+++ 文書本文 +++

学生である皆さんが研究室内で発表をしたとき、友人や先生達は親身になって聞き、真剣にアドバイスをくれることだろうと思います。この優しい環境は、発表の自信をつけ、また研究を進めるうえでは有利である一方、研究室を出た後の社会の荒波の中で『自分を守り、支えてくれる発表スキル』を身に着けるためには実は不利です。

近い将来、皆さんのもとには、真剣には話を聞いてくれない相手の前で、自分や、自分の大切な人の将来を左右する発表をしないといけないときがやって来ます。

そんな厳しい状況でも、しっかり考えを伝え、納得してもらえるような発表ができるように、研究室の優しい環境に甘んじることなく、『真剣には聞いてくれない』相手を想定して発表を準備することが大切です。この記事では、この点をしっかり解説します。

研究室は優しい環境

研究室の研究発表で、「ここは優しいな」と感じる学生さんはそれほどいないのかもしれません。頑張って取り組んだり、一生懸命考えたことを発表しても、「それはおかしくないですか?」あるいは「よくわからないのでもう少ししっかり説明してみてください」と指摘を受けるからです。

自分の表現したことを批評されるわけですから、もちろんストレスではあるでしょう。ですから、『褒めて褒めて、褒めてばっかり』という意味での『優しい環境』ではありません。

研究室での発表が優しいのは、下の図のように、発表資料がうまくできていなかったり、考えの整理が足らずにうまく喋れなかったりしても、頑張って説明さえしていればしっかり聞いてもらえるという意味においてです。「しっかり聞いているから頑張れ!」という応援の気持ちがあったり、「分かりづらいけど頑張って理解するぞ」と集中してもらえたり、「ここはこういうことですか?」と大事そうなところに注目してもらえたりはするのです。

研究室における発表環境はとっても優しい

優しい環境の罠

研究室は、「集まった全員が貴重な時間を自分のために割いてくれて、真剣に話を聞いて、アドバイスまでくれようとする、極めて特殊な環境なのだ」ということを知っておく必要があります。

優しい環境には罠があります。大きな罠のひとつは、「発表資料をつくるのに時間が取れなくてそんなにうまく作れなかったけど、うまくしゃべりで補えば、どうにか伝わるもんだな」と感じ、もっとうまく伝えるための発表技術を習得しないといけないという危機感が失われてしまうことです。

研究室では、未熟さは寛容的に受け入れてもらえます。それを成熟させていくために研究室に来ているからです。しかし、卒業後には、未熟さは受け入れてもらえないかもしれません。下の別記事でも書いているように、皆さんの立場は、成熟していることを前提にしてお給料をもらう、というものに急変するからです。

研究室の外はけっして優しくはない

大きな規模の学会発表や、何かの審査会での発表を経験したことのある人なら何となく感じていることだとは思いますが、研究室の外で何かを発表するときには、先ほどのような環境はあまり望めません。手元のパソコンで作業をしながら発表を聞いたり、途中で退席したり、聞くだけ聞いてとくに発言はしない、というような人たちの前で発表をするということは、むしろ普通です。

+++

課題の指示:
A: 研究室での発表についての文章のうち、「学生である皆さんが研究室内で」から「いけないときがやって来ます。」までを、両端も含めてそのまま書き写してください。
B: 研究室での発表についての文章によると、研究室の外で発表するときに普通なのは、どのような人たちの前で発表することですか。
C: 研究室での発表についての文章の続きを書いてください。

+++ 保存された記録 +++

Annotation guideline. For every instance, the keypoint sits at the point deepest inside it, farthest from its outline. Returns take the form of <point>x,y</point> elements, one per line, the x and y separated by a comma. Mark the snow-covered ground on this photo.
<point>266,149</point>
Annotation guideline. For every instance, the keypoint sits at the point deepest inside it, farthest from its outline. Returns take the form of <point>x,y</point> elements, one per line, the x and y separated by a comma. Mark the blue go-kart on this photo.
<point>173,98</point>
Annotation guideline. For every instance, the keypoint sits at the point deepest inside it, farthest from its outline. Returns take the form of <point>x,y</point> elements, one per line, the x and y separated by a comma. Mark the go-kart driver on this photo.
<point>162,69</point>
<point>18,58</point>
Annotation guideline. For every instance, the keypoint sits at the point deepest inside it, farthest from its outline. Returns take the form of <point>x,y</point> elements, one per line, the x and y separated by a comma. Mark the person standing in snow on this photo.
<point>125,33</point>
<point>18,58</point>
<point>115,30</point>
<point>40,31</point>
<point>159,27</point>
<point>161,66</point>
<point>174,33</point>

+++

解答例:
A:
学生である皆さんが研究室内で発表をしたとき、友人や先生達は親身になって聞き、真剣にアドバイスをくれることだろうと思います。この優しい環境は、発表の自信をつけ、また研究を進めるうえでは有利である一方、研究室を出た後の社会の荒波の中で『自分を守り、支えてくれる発表スキル』を身に着けるためには実は不利です。

近い将来、皆さんのもとには、真剣には話を聞いてくれない相手の前で、自分や、自分の大切な人の将来を左右する発表をしないといけないときがやって来ます。

B: 手元のパソコンで作業をしながら聞いたり、途中で退席したり、聞くだけ聞いてとくに発言はしなかったりする人たちです。

C:
上記のような研究室外の人に非はありません。なぜなら、研究室外の人には、「忙しい時間と、限りのある集中力の多くを割いてまで真剣に話を聞いたり、アドバイスをする義務がない」からです。皆さんの発表に全集中で臨む理由がそもそもないのです。あくまで、興味や余裕に照らし合わせて、彼ら自身のためにそこに参加しているのです。

そんな中で、下の図のように、準備が足らなかった発表資料を見せたり、うまく説明の言葉が出てこなかったとしたらどうなるでしょうか。「次の仕事が気になるから、そっちの準備をしようかな」と見切られてしまったり、「話し方がまだまだ未熟だなあ。これは審査で考慮しますよ。」あるいは「こっちは忙しいのにわざわざ来たんですが」と怖い目をされてしまうかもしれません。

研究室外では皆それぞれの世界で真剣に生きている

参加している人たちは当然、その発表のためだけに生きているのではなく、皆ばらばらの世界に生きています。それぞれの世界で真剣になっているので、発表を真剣に聞いてはくれないのです。

優しいところで仮想トレーニング

外の世界は優しくはありませんが、だからといって悲嘆にくれる必要はありません。今に始まったことではなく、これまでもずっとそうだったため、「真剣に聞いてもらえない相手に対しても、伝わるようにするための発表の技法」を多くの人たちが磨き続けてきたからです。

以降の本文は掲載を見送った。